◆ TASK TO COMPLETE ◆
Of the lines in the data below, write out exactly those from the one holding "Target: blue knit beanie" through the one holding "Target: purple latex glove", both included.

—————

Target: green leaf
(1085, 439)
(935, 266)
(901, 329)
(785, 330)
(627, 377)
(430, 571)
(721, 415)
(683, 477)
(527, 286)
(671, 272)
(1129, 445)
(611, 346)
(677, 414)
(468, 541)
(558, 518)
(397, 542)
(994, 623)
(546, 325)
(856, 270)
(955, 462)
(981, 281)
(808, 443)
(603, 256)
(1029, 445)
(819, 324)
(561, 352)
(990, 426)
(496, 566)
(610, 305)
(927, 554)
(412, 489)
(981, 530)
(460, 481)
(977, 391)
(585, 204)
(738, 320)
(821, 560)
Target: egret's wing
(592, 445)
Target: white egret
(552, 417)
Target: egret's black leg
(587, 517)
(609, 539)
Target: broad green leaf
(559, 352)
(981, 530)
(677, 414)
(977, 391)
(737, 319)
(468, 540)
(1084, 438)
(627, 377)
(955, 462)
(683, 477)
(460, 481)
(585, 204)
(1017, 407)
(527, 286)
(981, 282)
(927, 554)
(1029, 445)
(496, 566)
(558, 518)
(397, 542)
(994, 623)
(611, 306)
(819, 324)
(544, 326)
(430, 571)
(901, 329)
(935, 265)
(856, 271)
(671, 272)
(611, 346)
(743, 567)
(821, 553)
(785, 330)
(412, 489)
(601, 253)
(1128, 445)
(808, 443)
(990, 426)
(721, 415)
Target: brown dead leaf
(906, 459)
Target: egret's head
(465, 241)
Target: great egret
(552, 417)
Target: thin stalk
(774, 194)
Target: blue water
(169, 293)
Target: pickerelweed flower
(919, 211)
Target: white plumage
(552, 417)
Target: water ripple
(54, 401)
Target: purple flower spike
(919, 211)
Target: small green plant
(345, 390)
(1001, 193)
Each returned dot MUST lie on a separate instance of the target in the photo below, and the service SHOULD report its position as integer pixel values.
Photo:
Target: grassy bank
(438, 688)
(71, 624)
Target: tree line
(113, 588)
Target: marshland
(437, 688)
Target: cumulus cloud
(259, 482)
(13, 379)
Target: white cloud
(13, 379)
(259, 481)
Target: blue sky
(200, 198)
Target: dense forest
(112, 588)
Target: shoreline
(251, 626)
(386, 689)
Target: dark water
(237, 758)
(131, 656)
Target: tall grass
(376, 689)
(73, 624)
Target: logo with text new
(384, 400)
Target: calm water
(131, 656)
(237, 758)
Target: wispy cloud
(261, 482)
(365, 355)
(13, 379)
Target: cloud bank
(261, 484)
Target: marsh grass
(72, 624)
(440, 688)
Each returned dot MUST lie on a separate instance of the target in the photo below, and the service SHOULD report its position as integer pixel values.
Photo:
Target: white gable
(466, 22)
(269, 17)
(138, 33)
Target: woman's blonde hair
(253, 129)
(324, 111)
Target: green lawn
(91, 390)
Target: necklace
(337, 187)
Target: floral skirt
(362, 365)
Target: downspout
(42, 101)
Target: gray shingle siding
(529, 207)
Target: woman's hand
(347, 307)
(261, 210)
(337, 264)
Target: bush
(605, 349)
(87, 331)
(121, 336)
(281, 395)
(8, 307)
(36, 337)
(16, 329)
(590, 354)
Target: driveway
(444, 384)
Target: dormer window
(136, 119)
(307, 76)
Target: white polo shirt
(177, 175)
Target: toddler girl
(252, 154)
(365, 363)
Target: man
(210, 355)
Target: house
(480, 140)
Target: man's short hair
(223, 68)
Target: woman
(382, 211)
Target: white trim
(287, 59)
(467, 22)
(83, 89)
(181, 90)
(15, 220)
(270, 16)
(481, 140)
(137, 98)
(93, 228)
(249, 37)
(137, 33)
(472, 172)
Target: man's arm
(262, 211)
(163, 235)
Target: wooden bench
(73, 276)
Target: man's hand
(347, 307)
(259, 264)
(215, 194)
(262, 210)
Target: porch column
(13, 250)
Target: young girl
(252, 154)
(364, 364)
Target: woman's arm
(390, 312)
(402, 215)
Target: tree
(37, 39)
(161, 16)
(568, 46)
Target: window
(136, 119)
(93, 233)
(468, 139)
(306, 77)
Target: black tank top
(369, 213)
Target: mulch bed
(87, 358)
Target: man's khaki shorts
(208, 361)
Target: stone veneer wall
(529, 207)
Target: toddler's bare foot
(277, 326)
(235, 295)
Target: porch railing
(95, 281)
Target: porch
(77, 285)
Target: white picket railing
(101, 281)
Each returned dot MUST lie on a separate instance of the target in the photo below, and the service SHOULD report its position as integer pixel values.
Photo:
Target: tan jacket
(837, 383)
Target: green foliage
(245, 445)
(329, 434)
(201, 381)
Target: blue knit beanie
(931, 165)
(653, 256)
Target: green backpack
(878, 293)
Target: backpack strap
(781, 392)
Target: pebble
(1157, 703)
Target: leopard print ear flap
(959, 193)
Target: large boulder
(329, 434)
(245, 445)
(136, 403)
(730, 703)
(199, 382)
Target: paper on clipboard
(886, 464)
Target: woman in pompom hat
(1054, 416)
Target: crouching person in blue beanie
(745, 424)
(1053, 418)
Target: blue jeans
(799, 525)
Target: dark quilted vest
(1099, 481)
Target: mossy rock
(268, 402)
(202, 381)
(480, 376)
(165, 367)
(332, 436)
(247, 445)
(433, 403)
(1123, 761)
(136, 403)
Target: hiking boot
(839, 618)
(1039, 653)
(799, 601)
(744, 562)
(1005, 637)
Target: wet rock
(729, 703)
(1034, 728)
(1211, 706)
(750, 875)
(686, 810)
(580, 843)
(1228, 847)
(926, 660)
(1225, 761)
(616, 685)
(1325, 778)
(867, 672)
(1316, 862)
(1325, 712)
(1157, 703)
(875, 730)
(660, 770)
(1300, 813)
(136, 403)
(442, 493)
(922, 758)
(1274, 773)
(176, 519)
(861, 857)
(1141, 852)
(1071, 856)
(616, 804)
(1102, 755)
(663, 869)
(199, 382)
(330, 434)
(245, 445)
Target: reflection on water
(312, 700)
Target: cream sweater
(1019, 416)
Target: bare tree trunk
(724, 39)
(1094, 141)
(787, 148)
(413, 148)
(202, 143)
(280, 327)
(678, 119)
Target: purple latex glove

—————

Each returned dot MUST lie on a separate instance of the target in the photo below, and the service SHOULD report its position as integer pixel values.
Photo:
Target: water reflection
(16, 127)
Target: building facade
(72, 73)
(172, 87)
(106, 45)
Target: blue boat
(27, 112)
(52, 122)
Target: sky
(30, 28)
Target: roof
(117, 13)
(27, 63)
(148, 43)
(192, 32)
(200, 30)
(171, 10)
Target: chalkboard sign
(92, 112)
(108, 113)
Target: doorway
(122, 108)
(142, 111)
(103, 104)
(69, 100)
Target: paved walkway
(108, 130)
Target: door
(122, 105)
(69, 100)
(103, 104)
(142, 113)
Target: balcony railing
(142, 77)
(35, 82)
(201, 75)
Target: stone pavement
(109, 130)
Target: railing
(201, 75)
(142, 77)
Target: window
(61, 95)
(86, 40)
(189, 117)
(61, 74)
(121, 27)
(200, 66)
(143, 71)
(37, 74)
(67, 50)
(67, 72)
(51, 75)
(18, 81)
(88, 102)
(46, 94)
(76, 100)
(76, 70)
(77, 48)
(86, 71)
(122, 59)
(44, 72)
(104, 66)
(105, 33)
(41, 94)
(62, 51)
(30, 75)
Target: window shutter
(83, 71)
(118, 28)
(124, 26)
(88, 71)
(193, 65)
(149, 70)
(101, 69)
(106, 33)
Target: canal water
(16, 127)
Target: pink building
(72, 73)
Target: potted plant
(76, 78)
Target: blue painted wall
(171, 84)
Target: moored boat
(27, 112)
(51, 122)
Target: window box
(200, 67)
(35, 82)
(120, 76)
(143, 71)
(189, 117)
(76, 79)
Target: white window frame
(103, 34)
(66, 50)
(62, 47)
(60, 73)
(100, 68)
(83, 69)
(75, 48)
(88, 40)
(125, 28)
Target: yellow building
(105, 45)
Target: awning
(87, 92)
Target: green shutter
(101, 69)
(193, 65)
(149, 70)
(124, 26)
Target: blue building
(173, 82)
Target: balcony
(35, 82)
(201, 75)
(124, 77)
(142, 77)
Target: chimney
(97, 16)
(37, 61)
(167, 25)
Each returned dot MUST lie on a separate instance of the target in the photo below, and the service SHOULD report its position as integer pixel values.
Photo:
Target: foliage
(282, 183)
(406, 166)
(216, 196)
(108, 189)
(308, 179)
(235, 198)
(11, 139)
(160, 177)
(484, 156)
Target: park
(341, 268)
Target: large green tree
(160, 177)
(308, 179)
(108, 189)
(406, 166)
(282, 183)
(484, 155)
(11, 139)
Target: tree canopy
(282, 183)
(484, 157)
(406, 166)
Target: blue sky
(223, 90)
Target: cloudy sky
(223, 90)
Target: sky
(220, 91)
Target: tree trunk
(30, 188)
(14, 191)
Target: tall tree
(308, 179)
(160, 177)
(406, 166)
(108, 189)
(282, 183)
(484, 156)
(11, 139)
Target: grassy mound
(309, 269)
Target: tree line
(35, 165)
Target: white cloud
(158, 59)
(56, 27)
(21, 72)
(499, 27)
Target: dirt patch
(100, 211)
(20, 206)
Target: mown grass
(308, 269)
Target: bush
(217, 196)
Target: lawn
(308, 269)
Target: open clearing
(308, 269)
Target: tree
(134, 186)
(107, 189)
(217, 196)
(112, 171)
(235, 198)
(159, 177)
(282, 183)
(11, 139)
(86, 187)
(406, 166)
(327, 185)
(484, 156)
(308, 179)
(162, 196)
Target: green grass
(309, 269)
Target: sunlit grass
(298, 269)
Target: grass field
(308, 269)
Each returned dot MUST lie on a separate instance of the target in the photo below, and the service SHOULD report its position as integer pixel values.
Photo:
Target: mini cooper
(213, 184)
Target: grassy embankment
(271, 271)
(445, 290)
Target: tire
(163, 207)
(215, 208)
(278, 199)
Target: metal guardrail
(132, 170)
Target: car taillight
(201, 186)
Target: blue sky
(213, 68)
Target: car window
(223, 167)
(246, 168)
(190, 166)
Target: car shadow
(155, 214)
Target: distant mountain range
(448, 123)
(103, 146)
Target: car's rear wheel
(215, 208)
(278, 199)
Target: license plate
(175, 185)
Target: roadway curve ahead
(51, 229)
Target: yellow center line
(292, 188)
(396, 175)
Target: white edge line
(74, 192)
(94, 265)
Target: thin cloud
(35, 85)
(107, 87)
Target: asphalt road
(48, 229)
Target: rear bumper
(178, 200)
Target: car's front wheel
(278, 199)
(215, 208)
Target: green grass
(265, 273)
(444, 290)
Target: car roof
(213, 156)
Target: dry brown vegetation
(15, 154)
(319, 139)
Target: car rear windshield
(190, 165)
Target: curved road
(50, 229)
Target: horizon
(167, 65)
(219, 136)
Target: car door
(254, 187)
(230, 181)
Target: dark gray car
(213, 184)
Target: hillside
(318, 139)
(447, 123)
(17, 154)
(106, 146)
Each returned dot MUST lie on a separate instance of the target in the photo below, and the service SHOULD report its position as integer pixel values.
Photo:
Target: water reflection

—————

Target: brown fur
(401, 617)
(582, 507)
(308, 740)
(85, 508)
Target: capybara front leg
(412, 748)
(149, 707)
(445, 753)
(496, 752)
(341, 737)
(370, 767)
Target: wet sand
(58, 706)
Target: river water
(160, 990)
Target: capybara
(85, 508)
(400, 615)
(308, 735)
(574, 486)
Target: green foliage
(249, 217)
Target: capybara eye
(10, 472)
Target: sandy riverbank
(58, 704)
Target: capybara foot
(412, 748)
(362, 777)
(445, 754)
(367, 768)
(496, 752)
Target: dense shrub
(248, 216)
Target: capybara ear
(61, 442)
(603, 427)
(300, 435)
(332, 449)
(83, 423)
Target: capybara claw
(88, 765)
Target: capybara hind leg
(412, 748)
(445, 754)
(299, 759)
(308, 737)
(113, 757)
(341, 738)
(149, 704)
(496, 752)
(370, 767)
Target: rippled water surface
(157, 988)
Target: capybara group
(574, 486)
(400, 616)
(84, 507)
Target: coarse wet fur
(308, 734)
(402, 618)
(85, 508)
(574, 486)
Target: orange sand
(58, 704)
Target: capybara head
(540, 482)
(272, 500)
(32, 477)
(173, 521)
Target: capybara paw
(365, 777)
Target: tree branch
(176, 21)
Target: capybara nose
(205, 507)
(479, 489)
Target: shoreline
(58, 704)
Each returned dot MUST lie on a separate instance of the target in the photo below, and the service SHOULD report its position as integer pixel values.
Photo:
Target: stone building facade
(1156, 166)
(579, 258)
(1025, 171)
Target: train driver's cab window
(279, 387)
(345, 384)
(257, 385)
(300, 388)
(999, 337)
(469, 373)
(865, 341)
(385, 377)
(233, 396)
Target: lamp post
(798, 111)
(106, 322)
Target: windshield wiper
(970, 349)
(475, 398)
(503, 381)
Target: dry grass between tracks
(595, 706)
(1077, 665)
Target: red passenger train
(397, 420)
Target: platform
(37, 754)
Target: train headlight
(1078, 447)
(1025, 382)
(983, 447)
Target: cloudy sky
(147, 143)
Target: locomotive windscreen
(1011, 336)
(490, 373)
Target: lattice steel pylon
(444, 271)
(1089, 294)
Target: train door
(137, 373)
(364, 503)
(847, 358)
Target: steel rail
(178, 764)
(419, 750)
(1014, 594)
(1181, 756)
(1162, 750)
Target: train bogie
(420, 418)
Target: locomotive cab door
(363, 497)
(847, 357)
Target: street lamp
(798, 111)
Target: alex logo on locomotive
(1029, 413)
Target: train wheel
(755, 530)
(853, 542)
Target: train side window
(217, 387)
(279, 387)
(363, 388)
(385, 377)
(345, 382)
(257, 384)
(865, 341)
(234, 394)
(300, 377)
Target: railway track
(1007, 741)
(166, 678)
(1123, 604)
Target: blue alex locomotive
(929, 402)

—————

◆ EXERCISE SOLUTION ◆
Target: blue knit beanie
(931, 165)
(653, 256)
Target: green backpack
(878, 293)
Target: backpack strap
(781, 392)
Target: pebble
(1157, 703)
Target: leopard print ear flap
(959, 193)
Target: large boulder
(329, 434)
(245, 445)
(136, 403)
(730, 703)
(199, 382)
Target: paper on clipboard
(886, 464)
Target: woman in pompom hat
(1054, 416)
Target: crouching person in blue beanie
(745, 424)
(1053, 418)
Target: blue jeans
(799, 525)
Target: dark quilted vest
(1099, 481)
Target: mossy rock
(268, 402)
(202, 381)
(480, 376)
(165, 367)
(332, 436)
(247, 445)
(433, 403)
(1123, 761)
(136, 403)
Target: hiking boot
(839, 618)
(1039, 653)
(799, 601)
(744, 562)
(1005, 637)
Target: wet rock
(729, 703)
(1034, 728)
(1211, 706)
(750, 875)
(686, 810)
(580, 843)
(1228, 847)
(926, 660)
(1225, 761)
(616, 685)
(1325, 778)
(867, 672)
(1316, 862)
(1325, 712)
(1157, 703)
(875, 730)
(660, 770)
(1300, 813)
(136, 403)
(442, 493)
(922, 758)
(1274, 773)
(176, 519)
(861, 857)
(1141, 852)
(1071, 856)
(616, 804)
(1102, 755)
(663, 869)
(199, 382)
(330, 434)
(245, 445)
Target: reflection on water
(312, 700)
Target: cream sweater
(1019, 416)
Target: bare tree trunk
(724, 39)
(1094, 141)
(787, 148)
(413, 148)
(202, 143)
(280, 327)
(678, 119)
Target: purple latex glove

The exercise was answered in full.